Content starts

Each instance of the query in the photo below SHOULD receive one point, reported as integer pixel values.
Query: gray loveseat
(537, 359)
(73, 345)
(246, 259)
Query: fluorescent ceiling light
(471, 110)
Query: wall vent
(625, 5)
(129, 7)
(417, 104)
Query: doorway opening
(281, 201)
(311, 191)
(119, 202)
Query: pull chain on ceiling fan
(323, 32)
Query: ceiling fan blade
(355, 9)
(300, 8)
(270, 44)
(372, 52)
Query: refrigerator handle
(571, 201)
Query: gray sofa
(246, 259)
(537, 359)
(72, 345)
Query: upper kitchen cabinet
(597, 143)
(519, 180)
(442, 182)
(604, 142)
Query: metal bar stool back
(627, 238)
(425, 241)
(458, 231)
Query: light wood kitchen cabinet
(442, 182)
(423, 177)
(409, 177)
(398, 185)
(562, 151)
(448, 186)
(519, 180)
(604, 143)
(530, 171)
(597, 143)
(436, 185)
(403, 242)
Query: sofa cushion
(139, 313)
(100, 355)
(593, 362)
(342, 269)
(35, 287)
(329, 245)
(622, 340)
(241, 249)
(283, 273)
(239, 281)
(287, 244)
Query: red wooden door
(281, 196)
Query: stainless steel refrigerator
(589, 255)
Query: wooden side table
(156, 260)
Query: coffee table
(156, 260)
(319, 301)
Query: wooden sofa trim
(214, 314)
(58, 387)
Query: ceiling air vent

Content ends

EXERCISE
For this exercise, copy the lines from the one that contains "Query: wall vent" through the last line of the records, exactly and only those.

FINISHED TASK
Query: wall vent
(625, 5)
(129, 7)
(417, 104)
Query: doorway opening
(281, 201)
(311, 191)
(119, 202)
Query: pull chain on ceiling fan
(323, 32)
Query: ceiling fan blade
(355, 9)
(300, 8)
(270, 44)
(372, 52)
Query: refrigerator handle
(571, 201)
Query: gray sofa
(246, 259)
(537, 359)
(72, 345)
Query: upper kitchen cabinet
(597, 143)
(519, 180)
(442, 182)
(604, 142)
Query: metal bar stool back
(627, 238)
(425, 241)
(458, 231)
Query: light wood kitchen cabinet
(442, 182)
(423, 177)
(409, 177)
(398, 185)
(562, 151)
(448, 186)
(519, 180)
(604, 143)
(530, 171)
(597, 143)
(436, 185)
(403, 242)
Query: sofa cushion
(139, 313)
(100, 355)
(593, 362)
(342, 269)
(35, 287)
(329, 245)
(622, 340)
(241, 249)
(283, 273)
(239, 281)
(287, 244)
Query: red wooden door
(281, 196)
Query: stainless steel refrigerator
(589, 255)
Query: wooden side table
(156, 260)
Query: coffee table
(156, 260)
(319, 301)
Query: wooden sofa trim
(214, 314)
(58, 387)
Query: ceiling air vent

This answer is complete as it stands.